TASK BRIEF:
Below are records. Copy every line with "grass" in it.
Start of DATA FOR ANALYSIS
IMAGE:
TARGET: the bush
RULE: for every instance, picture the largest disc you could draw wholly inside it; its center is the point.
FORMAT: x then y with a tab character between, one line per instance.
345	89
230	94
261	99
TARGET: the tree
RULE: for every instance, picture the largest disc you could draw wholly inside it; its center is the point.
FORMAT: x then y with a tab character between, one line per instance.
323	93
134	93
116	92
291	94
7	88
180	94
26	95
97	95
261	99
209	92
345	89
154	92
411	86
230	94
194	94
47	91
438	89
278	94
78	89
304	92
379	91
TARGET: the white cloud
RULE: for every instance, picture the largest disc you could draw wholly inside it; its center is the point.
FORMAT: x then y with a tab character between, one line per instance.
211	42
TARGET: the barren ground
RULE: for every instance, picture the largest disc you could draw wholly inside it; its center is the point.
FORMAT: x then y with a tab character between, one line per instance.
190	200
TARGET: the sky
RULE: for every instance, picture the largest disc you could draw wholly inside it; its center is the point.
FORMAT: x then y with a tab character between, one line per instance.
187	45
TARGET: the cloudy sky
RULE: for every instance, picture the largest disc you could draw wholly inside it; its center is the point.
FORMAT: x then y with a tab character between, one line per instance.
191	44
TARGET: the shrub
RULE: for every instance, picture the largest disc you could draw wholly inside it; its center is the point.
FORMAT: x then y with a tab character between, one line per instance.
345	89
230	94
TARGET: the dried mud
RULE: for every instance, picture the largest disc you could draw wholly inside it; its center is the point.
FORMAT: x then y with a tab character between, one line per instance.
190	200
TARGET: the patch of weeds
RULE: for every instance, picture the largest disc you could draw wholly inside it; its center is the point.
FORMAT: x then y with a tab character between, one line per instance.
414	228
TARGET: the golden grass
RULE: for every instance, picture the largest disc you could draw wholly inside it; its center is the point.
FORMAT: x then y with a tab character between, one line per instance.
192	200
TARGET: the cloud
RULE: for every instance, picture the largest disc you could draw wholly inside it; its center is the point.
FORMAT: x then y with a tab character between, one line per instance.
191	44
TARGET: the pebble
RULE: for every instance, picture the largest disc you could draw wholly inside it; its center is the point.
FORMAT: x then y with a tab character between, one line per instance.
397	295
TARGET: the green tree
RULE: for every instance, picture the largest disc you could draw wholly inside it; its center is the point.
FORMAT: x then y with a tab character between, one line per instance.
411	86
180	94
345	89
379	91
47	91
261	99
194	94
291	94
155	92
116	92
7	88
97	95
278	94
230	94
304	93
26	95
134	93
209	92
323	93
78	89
End of DATA FOR ANALYSIS
Start of DATA FOR ANALYSIS
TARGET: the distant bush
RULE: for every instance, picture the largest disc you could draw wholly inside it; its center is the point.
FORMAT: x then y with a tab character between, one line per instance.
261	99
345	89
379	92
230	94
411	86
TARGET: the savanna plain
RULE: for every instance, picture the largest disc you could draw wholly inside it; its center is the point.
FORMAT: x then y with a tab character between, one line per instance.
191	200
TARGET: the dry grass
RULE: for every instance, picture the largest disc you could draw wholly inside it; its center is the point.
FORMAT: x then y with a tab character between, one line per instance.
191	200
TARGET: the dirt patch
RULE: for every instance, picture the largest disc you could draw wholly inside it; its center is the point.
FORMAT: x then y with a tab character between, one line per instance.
End of DATA FOR ANALYSIS
RESULT FOR THIS EXERCISE:
TARGET: the golden grass
TARGET: the dry grass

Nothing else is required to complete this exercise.